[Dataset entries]
'''

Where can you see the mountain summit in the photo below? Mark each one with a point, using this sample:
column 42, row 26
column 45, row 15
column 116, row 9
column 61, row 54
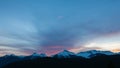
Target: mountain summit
column 64, row 54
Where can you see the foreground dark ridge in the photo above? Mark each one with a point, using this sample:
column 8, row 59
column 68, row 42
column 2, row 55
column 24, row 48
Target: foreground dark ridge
column 101, row 61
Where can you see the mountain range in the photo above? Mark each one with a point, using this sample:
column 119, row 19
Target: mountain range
column 4, row 60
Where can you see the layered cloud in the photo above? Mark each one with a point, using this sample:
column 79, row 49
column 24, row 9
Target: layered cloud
column 56, row 26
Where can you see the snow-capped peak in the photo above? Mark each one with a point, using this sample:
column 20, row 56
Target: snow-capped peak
column 65, row 54
column 88, row 54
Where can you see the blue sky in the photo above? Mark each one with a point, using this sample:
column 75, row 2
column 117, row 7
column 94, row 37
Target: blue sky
column 49, row 26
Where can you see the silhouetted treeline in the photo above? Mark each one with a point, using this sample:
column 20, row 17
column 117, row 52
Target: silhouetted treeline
column 101, row 61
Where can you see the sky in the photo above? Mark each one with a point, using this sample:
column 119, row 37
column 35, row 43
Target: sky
column 50, row 26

'''

> [Task to complete]:
Return exactly the run of lines that opens with the one containing "Target: blue sky" and closes with the last line of the records above.

> [Written response]:
Target: blue sky
column 49, row 26
Where can you see the silhouetted treeline in the photo above? Mark each one with a point, using this sample:
column 20, row 17
column 117, row 52
Target: silhouetted treeline
column 101, row 61
Where can you see the sky in the photo above? Mark each one with a point, using this sample:
column 119, row 37
column 35, row 43
Target: sky
column 50, row 26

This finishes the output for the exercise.